In Rio de Janeiro, 2002.

I have been reading, studying, and writing about Clarice Lispector’s work for more than 15 years. My introduction to Clarice first came in Santiago, Chile, in 2000 when I was teaching ESL at the Nido de Aguilas International School and my students were reading her final novel The Hour of the Star (originally published in Portuguese in 1977) as translated by Giovanni Pontiero. After a year of teaching and working as a journalist in Chile, I went back to school to pursue a PhD in Comparative Literature. My first year I enrolled in an intensive Portuguese class to learn the language (my teacher was then a graduate student — her name is Alessandro Santos). By the spring semester I found myself taking a seminar at UCLA with Elizabeth Marchant that was devoted entirely to Clarice and her work in Portuguese. I went to Brazil for the first time that summer, which is winter in South America. I returned with focused energy and  a sense of what would become my dissertation project.

In October 2002, I gave my first academic paper on Clarice’s work at a graduate student conference at UCLA. The keynote speaker at the “Crime & Punishment in Literature and the Arts” conference was Hélène Cixous, whose 1979 book Vivre l’orange centers on Clarice and her oeuvre.

UCLA, Crime and Punishment in Literature and the Arts, 2002.

My paper for the conference was titled “Silence, or the Translator’s Inevitable Treason: Elizabeth Bishop’s Translations of Three Stories by Clarice Lispector.”

UCLA, 2002.

I went on to write about Clarice — in particular the “Three Stories” translated by Elizabeth Bishop and published in The Kenyon Review in 1964 —  in my doctoral dissertation, and I have continued to write about her work in my published essays, which you can find below.

Rio de Janeiro, 2005.

As the translator of Clarice’s second novel O LUSTRE/THE CHANDELIER — which has never before been published in English — I feel a deep and long-standing connection to her legacy — specifically  as seen in her published works and in her influence upon scores of artists and writers within and beyond Brazil.

Rio de Janeiro, 2006.



Special Guest. ABC RN in Australia. Book and Art’s Latin American Book Club. On The Hour of the Star by Clarice Lispector, translated by Benjamin Moser (New Directions 2012). I also had a chance to talk about my translation of THE CHANDELIER. June 28, 2017. Podcast here.

> [Records supplied]
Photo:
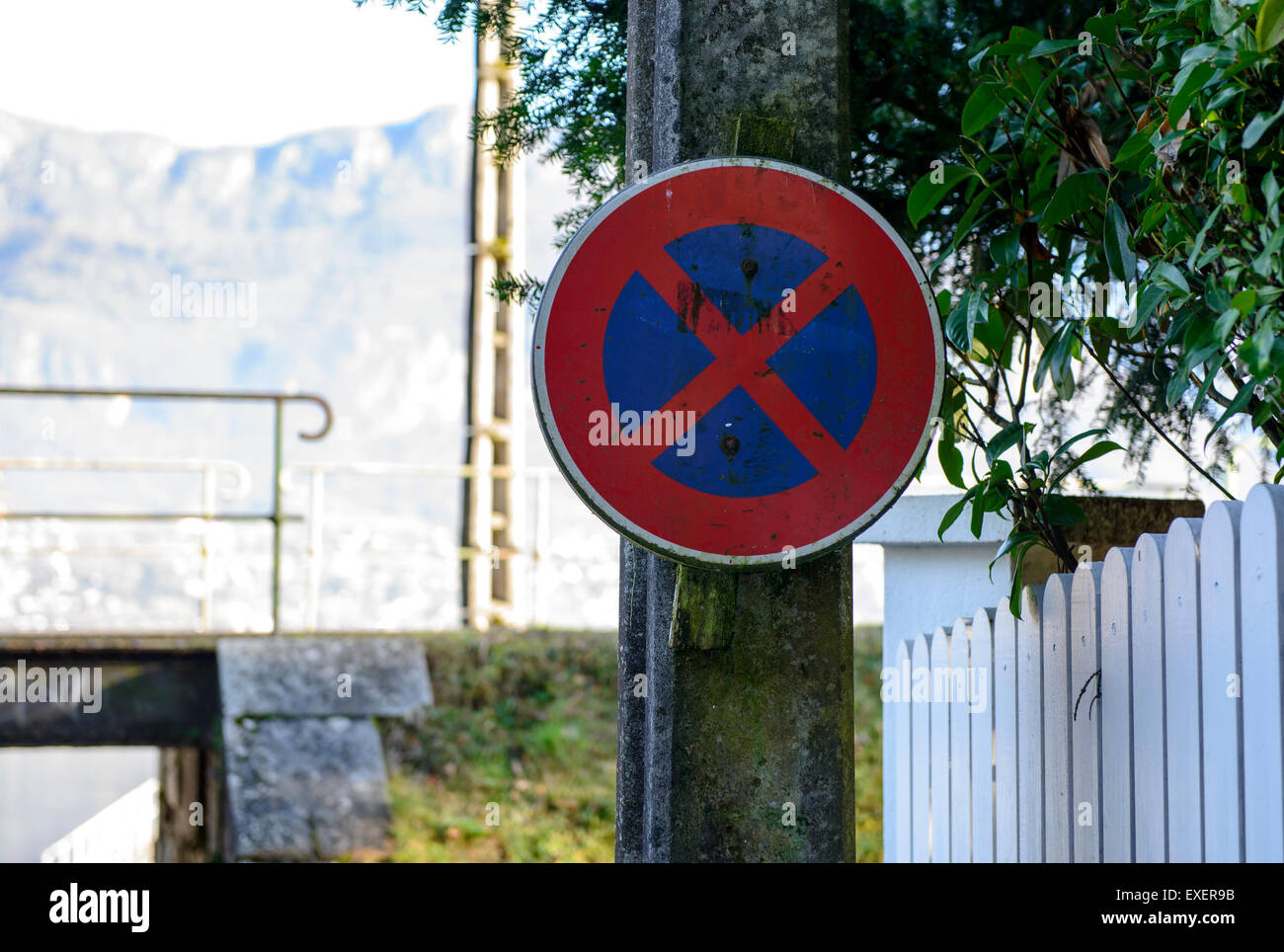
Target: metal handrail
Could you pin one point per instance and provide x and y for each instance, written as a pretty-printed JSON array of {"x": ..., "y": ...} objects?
[{"x": 277, "y": 516}]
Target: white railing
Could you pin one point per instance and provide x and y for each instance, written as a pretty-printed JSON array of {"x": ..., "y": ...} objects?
[
  {"x": 122, "y": 832},
  {"x": 1131, "y": 714}
]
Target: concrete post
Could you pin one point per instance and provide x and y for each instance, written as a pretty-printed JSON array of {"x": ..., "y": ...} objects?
[{"x": 743, "y": 752}]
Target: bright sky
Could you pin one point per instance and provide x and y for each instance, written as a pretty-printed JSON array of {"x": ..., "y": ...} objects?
[{"x": 232, "y": 72}]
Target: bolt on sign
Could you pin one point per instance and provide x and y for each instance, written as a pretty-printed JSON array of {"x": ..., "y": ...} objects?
[{"x": 737, "y": 358}]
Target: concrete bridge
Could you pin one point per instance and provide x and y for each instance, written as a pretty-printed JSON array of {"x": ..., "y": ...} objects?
[{"x": 269, "y": 745}]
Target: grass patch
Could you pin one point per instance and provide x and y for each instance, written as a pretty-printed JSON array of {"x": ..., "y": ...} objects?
[{"x": 522, "y": 732}]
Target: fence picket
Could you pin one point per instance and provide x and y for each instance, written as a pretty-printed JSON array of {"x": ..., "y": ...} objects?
[
  {"x": 1085, "y": 712},
  {"x": 940, "y": 796},
  {"x": 1261, "y": 567},
  {"x": 1030, "y": 814},
  {"x": 897, "y": 721},
  {"x": 1220, "y": 673},
  {"x": 1150, "y": 779},
  {"x": 1133, "y": 714},
  {"x": 961, "y": 745},
  {"x": 981, "y": 655},
  {"x": 1116, "y": 707},
  {"x": 1181, "y": 690},
  {"x": 1058, "y": 820},
  {"x": 1005, "y": 840},
  {"x": 921, "y": 723}
]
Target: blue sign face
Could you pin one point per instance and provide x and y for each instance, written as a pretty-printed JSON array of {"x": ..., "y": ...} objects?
[{"x": 744, "y": 273}]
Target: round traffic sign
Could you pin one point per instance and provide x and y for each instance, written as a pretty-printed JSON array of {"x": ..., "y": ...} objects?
[{"x": 735, "y": 360}]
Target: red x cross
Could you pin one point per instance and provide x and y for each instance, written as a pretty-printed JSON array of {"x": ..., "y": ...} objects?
[{"x": 741, "y": 359}]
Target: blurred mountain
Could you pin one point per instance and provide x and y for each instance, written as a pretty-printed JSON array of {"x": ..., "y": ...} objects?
[{"x": 332, "y": 262}]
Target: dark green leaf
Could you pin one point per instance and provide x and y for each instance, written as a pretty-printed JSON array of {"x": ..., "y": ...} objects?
[{"x": 1118, "y": 256}]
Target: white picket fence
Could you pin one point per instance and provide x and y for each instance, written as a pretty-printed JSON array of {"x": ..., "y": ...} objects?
[{"x": 1179, "y": 759}]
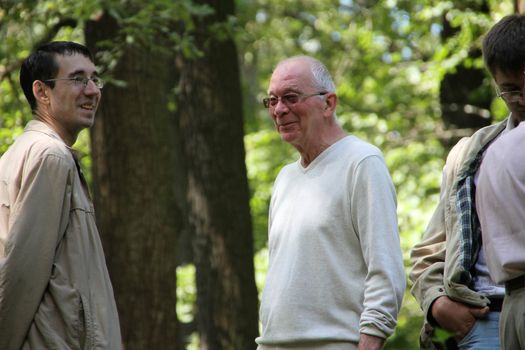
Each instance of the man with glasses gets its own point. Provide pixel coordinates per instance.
(335, 278)
(450, 277)
(55, 291)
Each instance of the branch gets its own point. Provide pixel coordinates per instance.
(66, 22)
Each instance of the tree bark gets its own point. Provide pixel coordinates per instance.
(212, 129)
(138, 183)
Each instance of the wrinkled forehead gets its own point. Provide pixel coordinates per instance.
(75, 64)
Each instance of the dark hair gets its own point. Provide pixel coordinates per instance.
(41, 64)
(504, 45)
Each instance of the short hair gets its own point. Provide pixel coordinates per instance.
(504, 45)
(41, 64)
(322, 79)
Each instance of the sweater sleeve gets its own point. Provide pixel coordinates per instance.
(36, 219)
(373, 200)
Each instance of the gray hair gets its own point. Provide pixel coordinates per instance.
(322, 80)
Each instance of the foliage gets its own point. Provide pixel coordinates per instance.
(387, 58)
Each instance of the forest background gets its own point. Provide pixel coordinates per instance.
(183, 155)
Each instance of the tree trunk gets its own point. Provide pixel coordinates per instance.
(138, 181)
(212, 129)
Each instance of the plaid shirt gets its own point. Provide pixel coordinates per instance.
(470, 230)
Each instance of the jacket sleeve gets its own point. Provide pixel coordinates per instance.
(428, 256)
(374, 199)
(38, 219)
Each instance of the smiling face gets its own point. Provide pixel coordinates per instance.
(69, 107)
(298, 124)
(508, 81)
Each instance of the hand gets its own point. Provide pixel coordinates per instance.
(455, 317)
(370, 342)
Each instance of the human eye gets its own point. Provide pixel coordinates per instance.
(272, 101)
(78, 80)
(290, 98)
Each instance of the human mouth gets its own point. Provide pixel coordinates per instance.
(87, 106)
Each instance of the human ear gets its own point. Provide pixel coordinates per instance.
(330, 103)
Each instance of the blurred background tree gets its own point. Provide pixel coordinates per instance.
(165, 148)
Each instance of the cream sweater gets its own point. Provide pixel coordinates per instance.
(335, 268)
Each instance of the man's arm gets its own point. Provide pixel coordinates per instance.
(373, 203)
(370, 342)
(37, 218)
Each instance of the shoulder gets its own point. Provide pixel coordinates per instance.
(358, 149)
(33, 148)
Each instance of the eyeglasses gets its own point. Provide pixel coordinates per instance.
(288, 99)
(82, 81)
(511, 96)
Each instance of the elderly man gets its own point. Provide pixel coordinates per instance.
(335, 278)
(55, 291)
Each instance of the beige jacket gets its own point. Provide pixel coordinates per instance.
(55, 291)
(437, 261)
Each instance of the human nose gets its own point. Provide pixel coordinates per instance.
(280, 107)
(91, 88)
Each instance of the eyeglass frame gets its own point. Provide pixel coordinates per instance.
(516, 95)
(83, 81)
(284, 98)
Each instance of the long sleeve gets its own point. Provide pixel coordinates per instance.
(373, 203)
(37, 218)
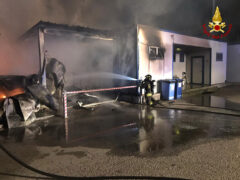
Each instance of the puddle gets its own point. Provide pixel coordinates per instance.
(210, 100)
(127, 130)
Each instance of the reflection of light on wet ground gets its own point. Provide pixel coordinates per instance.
(210, 100)
(127, 129)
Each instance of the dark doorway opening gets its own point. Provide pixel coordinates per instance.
(195, 62)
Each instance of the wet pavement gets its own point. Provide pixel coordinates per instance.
(127, 129)
(226, 98)
(122, 139)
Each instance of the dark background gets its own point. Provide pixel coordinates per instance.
(182, 16)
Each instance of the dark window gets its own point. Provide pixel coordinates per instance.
(160, 53)
(174, 57)
(152, 53)
(219, 57)
(181, 57)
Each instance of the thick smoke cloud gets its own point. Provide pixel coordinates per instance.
(184, 16)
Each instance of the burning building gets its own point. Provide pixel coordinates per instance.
(92, 57)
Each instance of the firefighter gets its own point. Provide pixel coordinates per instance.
(148, 85)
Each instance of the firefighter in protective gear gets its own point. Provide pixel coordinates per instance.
(148, 85)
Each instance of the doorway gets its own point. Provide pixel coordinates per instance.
(197, 70)
(194, 62)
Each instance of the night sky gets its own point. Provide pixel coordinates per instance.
(182, 16)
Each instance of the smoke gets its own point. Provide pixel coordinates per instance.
(18, 16)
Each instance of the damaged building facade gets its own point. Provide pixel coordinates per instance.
(92, 57)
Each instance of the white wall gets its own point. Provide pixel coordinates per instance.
(179, 67)
(164, 69)
(233, 64)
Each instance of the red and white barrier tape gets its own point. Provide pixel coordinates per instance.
(87, 91)
(97, 90)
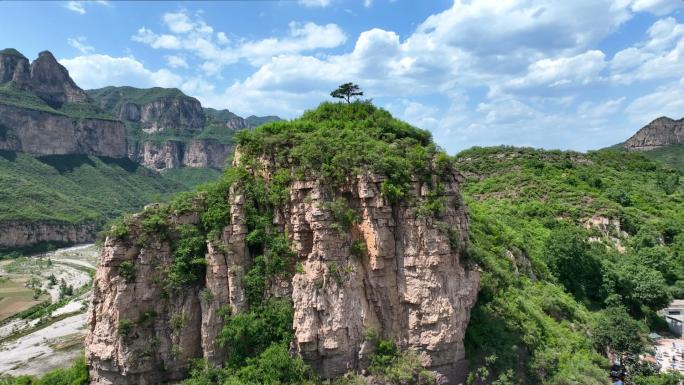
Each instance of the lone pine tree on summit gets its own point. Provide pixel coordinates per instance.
(346, 91)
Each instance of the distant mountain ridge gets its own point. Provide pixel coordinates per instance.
(44, 112)
(659, 133)
(662, 140)
(169, 129)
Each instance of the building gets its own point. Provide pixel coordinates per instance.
(674, 315)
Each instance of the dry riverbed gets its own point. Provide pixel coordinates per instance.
(53, 337)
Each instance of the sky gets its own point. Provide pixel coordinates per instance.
(556, 74)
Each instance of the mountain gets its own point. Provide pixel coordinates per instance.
(168, 129)
(66, 199)
(323, 237)
(662, 139)
(42, 111)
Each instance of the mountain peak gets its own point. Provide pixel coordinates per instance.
(661, 132)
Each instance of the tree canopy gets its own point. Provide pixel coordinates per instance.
(347, 91)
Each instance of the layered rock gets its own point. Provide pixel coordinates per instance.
(199, 153)
(661, 132)
(47, 129)
(44, 133)
(52, 83)
(18, 234)
(409, 285)
(14, 67)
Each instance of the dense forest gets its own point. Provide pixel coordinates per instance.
(577, 251)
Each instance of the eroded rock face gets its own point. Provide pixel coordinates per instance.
(51, 81)
(15, 68)
(206, 153)
(409, 285)
(43, 133)
(16, 234)
(201, 153)
(659, 133)
(172, 113)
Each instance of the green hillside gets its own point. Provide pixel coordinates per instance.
(76, 188)
(13, 96)
(549, 296)
(672, 155)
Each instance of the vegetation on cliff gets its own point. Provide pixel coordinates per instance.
(556, 284)
(76, 189)
(332, 143)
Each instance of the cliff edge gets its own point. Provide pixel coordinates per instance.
(368, 238)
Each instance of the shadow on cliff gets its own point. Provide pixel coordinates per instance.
(125, 163)
(68, 163)
(8, 155)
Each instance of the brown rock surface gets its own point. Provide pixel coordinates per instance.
(410, 285)
(659, 133)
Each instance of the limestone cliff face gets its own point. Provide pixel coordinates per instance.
(41, 126)
(409, 285)
(44, 133)
(16, 234)
(659, 133)
(14, 67)
(199, 153)
(52, 83)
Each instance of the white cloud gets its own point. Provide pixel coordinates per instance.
(314, 3)
(178, 22)
(80, 44)
(197, 38)
(96, 71)
(658, 57)
(657, 7)
(222, 38)
(175, 61)
(79, 6)
(667, 100)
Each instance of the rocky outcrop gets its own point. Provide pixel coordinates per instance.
(199, 153)
(52, 83)
(14, 67)
(659, 133)
(45, 133)
(394, 271)
(206, 153)
(28, 125)
(18, 234)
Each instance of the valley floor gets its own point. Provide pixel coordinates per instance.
(53, 337)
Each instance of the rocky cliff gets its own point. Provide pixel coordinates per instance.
(20, 234)
(155, 109)
(659, 133)
(170, 129)
(198, 153)
(392, 266)
(43, 133)
(43, 112)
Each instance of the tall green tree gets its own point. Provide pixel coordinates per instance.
(347, 91)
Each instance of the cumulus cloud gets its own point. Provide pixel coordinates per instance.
(175, 61)
(80, 44)
(80, 6)
(657, 7)
(96, 71)
(196, 37)
(314, 3)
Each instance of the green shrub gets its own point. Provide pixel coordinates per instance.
(126, 271)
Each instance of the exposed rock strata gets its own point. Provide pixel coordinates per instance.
(17, 234)
(44, 133)
(659, 133)
(200, 153)
(410, 286)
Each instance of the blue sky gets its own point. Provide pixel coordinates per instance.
(581, 74)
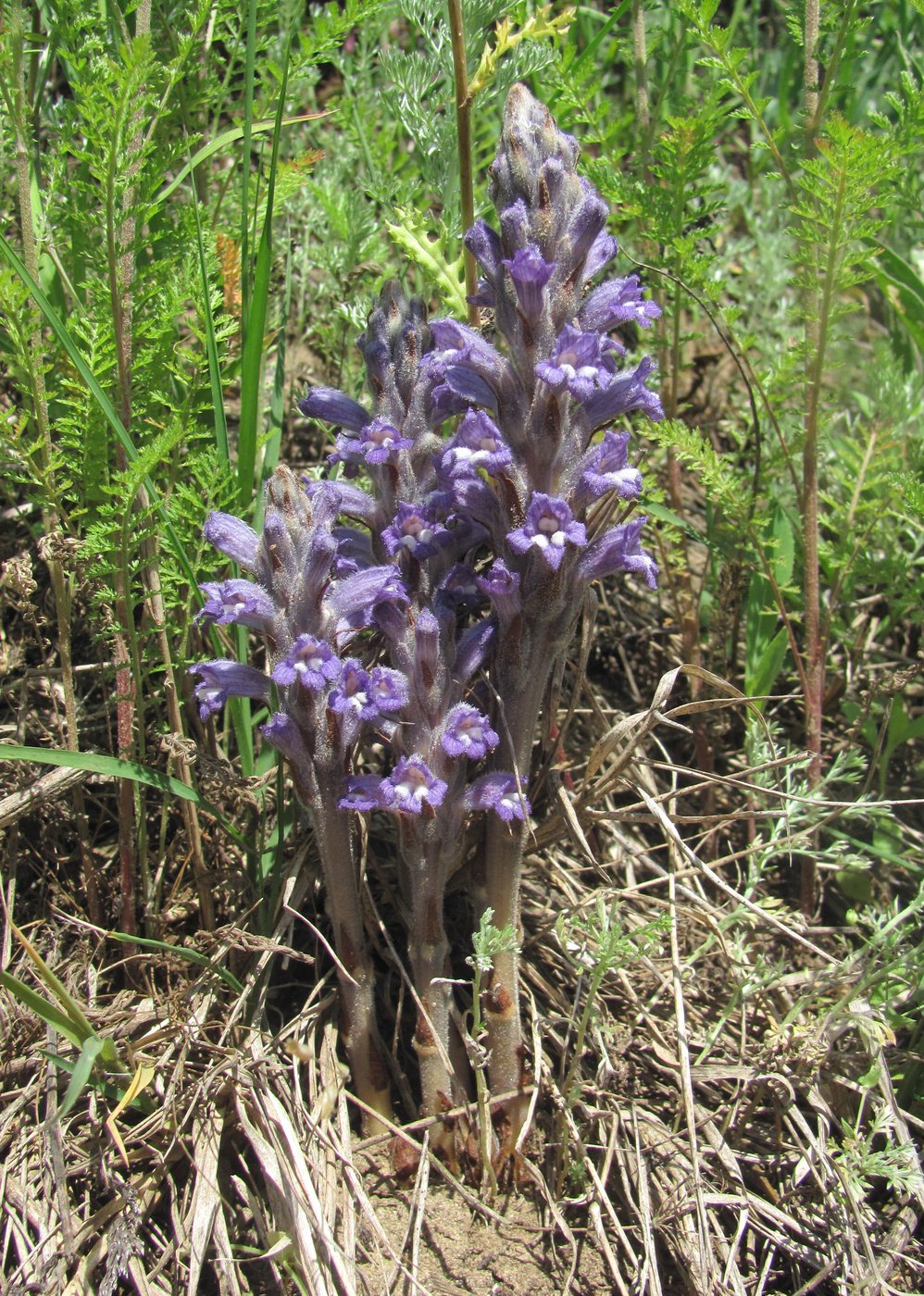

> [Task instructions]
a – Does the text on Clarice Lispector support each statement? Answer yes or no, with the deciding words quoted from the text.
(i) The author first came to know Clarice's work in Rio de Janeiro.
(ii) Hélène Cixous was the keynote speaker at the 2002 UCLA graduate student conference.
(iii) THE CHANDELIER had already appeared in English before this translation.
b – Answer from the text on Clarice Lispector:
(i) In what year was The Hour of the Star originally published in Portuguese?
(ii) In which publication did Elizabeth Bishop's translations of the "Three Stories" appear?
(iii) On which program was the author a special guest on June 28, 2017?
c – Carry the text on Clarice Lispector forward with the next part, starting after its last sentence.
The lines above play no part in this work.

> [Task-by-task answers]
a –
(i) No: "My introduction to Clarice first came in Santiago, Chile, in 2000"
(ii) Yes: "The keynote speaker at the “Crime & Punishment in Literature and the Arts” conference was Hélène Cixous"
(iii) No: "which has never before been published in English"

b –
(i) 1977
(ii) The Kenyon Review, in 1964
(iii) ABC RN in Australia, Book and Art's Latin American Book Club

c –
Special Guest. Los Angeles Review of Books’ LARB Radio Hour on KPFK-FM. On Clarice Lispector’s Complete Stories(New Directions 2015) translated by Katrina Dodson. October 29, 2015. Podcast here.

Speaker/Interviewer. A conversation with translator Katrina Dodson about Clarice Lispector’s Complete Stories. Skylight Books, Los Angeles. October 14, 2015. Podcast here. 

“A Horribly Marvelous and Delicate Abyss: The Complete Stories by Clarice Lispector.” The Millions. August 10, 2015.

“‘The House We Live In’: Elizabeth Bishop on the Big Screen.” The Paris Review Daily. November 7, 2013. There is a quote in this essay about Benjamin Moser’s biography of Clarice: “[Bishop’s] engagement with local writers while she lived in Brazil bears study, and one hopes for more chapters like the one titled “Better than Borges” in Benjamin Moser’s Why This World (OUP 2009), the biography of the Brazilian fiction writer Clarice Lispector, who was Bishop’s neighbor in Rio and whose trio of stories as translated by Bishop appeared in The Kenyon Review in 1964.”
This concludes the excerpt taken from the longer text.